Downtown Columbia redevelopment is steadily advancing, matched by a proliferation of transportation improvement projects across the region, making it easy to mistake the construction safety vest for a new fall fashion trend.
It’s difficult to provide a comprehensive overview of every project that’s in the works, but state government administrators and private construction company professionals emphasized a few of the highlights during a series of information sessions last month.
Maryland Department of Transportation (MDOT) Secretary Pete Rahn met with Howard County officials and residents in early November to discuss the state’s 2018–23 Consolidated Transportation Program (CTP).
Later that month in Columbia, a panel discussion at the Maryland Construction Network’s Construction Industry Summit, hosted by Baltimore-based insurance advisory firm RCM&D, focused on development, the current state of the industry and upcoming work in Howard County.
Statewide, there are 846 airport, highway, transit, port, bicycle and motor vehicle construction projects underway with a combined value of $9 billion.

• Exercise details: Reproduce the passage on Howard County construction and transportation projects word for word, in full.

Saved entries
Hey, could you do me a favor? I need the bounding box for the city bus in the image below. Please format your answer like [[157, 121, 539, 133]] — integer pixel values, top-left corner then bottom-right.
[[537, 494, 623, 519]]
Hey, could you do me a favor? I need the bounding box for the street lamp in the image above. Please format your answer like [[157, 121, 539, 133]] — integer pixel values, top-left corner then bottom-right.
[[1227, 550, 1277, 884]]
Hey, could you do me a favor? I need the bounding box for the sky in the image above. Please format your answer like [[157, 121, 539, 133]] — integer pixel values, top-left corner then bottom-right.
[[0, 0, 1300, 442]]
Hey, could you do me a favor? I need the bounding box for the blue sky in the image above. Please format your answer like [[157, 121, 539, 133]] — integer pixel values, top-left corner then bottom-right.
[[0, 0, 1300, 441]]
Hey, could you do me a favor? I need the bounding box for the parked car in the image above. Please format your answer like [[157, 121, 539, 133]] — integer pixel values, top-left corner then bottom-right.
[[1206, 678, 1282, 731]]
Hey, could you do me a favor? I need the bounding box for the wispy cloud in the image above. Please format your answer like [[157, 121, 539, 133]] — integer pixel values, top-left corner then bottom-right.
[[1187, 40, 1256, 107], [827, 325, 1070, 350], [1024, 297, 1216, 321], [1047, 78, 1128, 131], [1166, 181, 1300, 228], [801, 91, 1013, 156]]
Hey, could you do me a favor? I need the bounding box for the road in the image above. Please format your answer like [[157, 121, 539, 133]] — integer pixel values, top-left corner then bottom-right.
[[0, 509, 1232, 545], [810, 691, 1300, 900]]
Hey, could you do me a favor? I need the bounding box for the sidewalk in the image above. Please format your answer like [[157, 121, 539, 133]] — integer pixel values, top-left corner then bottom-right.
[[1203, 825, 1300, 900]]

• Answer for this exercise:
Downtown Columbia redevelopment is steadily advancing, matched by a proliferation of transportation improvement projects across the region, making it easy to mistake the construction safety vest for a new fall fashion trend.
It’s difficult to provide a comprehensive overview of every project that’s in the works, but state government administrators and private construction company professionals emphasized a few of the highlights during a series of information sessions last month.
Maryland Department of Transportation (MDOT) Secretary Pete Rahn met with Howard County officials and residents in early November to discuss the state’s 2018–23 Consolidated Transportation Program (CTP).
Later that month in Columbia, a panel discussion at the Maryland Construction Network’s Construction Industry Summit, hosted by Baltimore-based insurance advisory firm RCM&D, focused on development, the current state of the industry and upcoming work in Howard County.
Statewide, there are 846 airport, highway, transit, port, bicycle and motor vehicle construction projects underway with a combined value of $9 billion.